ESTRATTO FORNITO:
++++
Alfio Pannega e' stato maestro di un'etica della
resistenza, della responsabilita' e del prendersi cura degli
altri.
Maestro di un'etica, una
pratica dell'ospitalita' e della generosita'.
Maestro di un'etica, una
pratica dell'opposizione nitida e intransigente
all'ingiustizia.
Maestro di un'etica, una pratica della
solidarieta' egualitaria.
Maestro di un'etica, una pratica della
compassione attiva e degnificante.
E tutto cio' nella piu' limpida semplicita',
esercitando nell'essenzialita' che e' propria dei poveri una benevolenza, una
compassione senza limiti. Che molti frutti continuera' a dare
ancora.
*
7. Accennavo all'inizio, e voglio ora dirlo in modo
piu' ampio e articolato, che certo si corre il rischio di mummificare Alfio, di
irrigidirlo in una maschera, in un monumento muto, in una immaginetta
devozionale; il rischio di pietrificarlo, di raggelarlo, e quindi di spegnerlo
ed imprigionarlo in una posa, lui che volle sempre essere libero come il
vento.
E poiche' per tutta la sua vita ha dovuto subire
questa pretesa di ridurlo a bozzetto strapaesano, a figurina oleografica, almeno
noi quel medesimo errore, sia pure con intenti e in direzione opposti, non
dobbiamo commetterlo.
E ad esempio trovo che non gli renda giustizia
monumentalizzarlo, impagliarlo nel ruolo di "poeta" facendo riferimento
solamente ai versi che ci ha lasciato, alle improvvisazioni a braccio (con
l'arte dei poeti popolari delle nostre campagne - Alfio era uno di loro -, che
cantano ottave perfette nel metro, nella lingua e alla scuola dei poemi
cavallereschi quattro-cinquecenteschi), alle declamazioni dei classici che piu'
amava - Dante su tutti -: certi tratti
legnosi, meccanici, del suo declamare i classici che amava e del suo
improvvisare a voce o scrivere versi, non gli rendono giustizia; la poesia di
Alfio e' stata molto piu' che nelle sue liriche (alcuni tratti delle
quali io trovo sublimi) nelle sue scelte di vita, nell'esempio che ha
dato costante; certo, ora ci restano quelle poche poesie (la maggior parte
delle quali raccolte anni fa in un ciclostilato e quest'anno in un volume a
stampa che molto lo rese felice negli ultimi mesi di vita), qualche intervista e
qualche registrazione - perlopiu' casuale - di sue declamazioni e suoi
interventi a iniziative diverse; ma io credo che un piu' fedele ritratto di
Alfio e della sua prassi poetica - e della sua azione educativa e civilizzatrice
- lo avremo quando le persone che hanno vissuto con lui in questi diciassette
anni di centro sociale occupato autogestito avranno composto il mosaico
delle loro testimonianze in forma di autoanalisi popolare (la formula di Danilo
Dolci, il grande combattente e maieuta nonviolento) restituendo ognuna
l'immagine di Alfio che ha colto e condiviso, a formare collettivamente un piu'
adeguato ritratto dell'uomo, del compagno di lotte, del poeta
integrale.
++++
I TUOI COMPITI:
**a.** Nel testo su Alfio Pannega, quale autore classico amava declamare più di tutti?
**b.** Ripeti parola per parola il testo su Alfio Pannega da "Alfio Pannega e'" fino a "solidarieta' egualitaria." compreso.
**c.** Riprendi il testo su Alfio Pannega e proseguilo dopo la sua ultima frase.

SEZIONE ELENCO:
++++
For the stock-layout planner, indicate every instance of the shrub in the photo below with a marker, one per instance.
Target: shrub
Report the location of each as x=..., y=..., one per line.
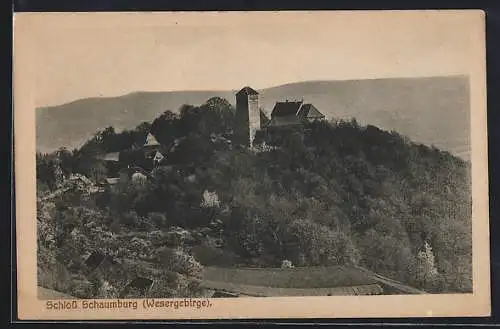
++++
RISPOSTE FORNITE:
**a.** Dante.

**b.**
Alfio Pannega e' stato maestro di un'etica della
resistenza, della responsabilita' e del prendersi cura degli
altri.
Maestro di un'etica, una
pratica dell'ospitalita' e della generosita'.
Maestro di un'etica, una
pratica dell'opposizione nitida e intransigente
all'ingiustizia.
Maestro di un'etica, una pratica della
solidarieta' egualitaria.

**c.**
Cosi' come non gli rende giustizia, ma anzi a me
sembra lo umili se proposto come totalizzante e decontestualizzato, lo
stereotipo del linguaggio colorito e il repertorio delle frasi celebri. Certo,
Alfio aveva anche un linguaggio colorito, e certe sue frasi lapidarie
agevolmente, agilmente s'incidevano nella memoria degli interlocutori e -
passando di bocca in bocca - nella memoria collettiva e nell'immaginario
mitico della citta'. Ma quel linguaggio colorito era solo il prestito
espressivo dell'ambiente in cui aveva vissuto; nella sua anima e nelle sue
amicizie e nei suoi gesti e nelle sue scelte parlava anche
e innanzitutto una lingua raffinata e sobria, nitida e rigorosa,
quella di Dante, e attraverso Dante la lingua di Francesca e di Farinata e di
Ulisse e di Ugolino come Dante ce li ha consegnati: una lingua volta a
volta dolce e dolente, e solenne ed eroica, la lingua che nel suo stesso dirsi
esorta alla virtu' e alla conoscenza, ed amorevolmente si piega a confortare
tutti i feriti dalla vita, e ad indicare la venusta' del mondo e di ogni persona
che in esso e' vissuta, vive e vivra'.
*
8. E adesso vorrei dire di quella che per me e' la
chiave interpretativa privilegiata per cogliere il miracolo della vita e
dell'opera di questa persona, e rivelare quello che sovente mi accade di
percepire essere un segreto inaspettato per tante persone che pur credevano di
conoscerlo questo uomo buono e schivo, generoso e modesto nel suo fare il
bene: la sua consapevolezza
politica.
La sua consapevolezza politica, e la sua acutezza politica, la sua capacita' di
comprensione politica del mondo e dei compiti dell'ora, dei doveri di ogni
persona decente.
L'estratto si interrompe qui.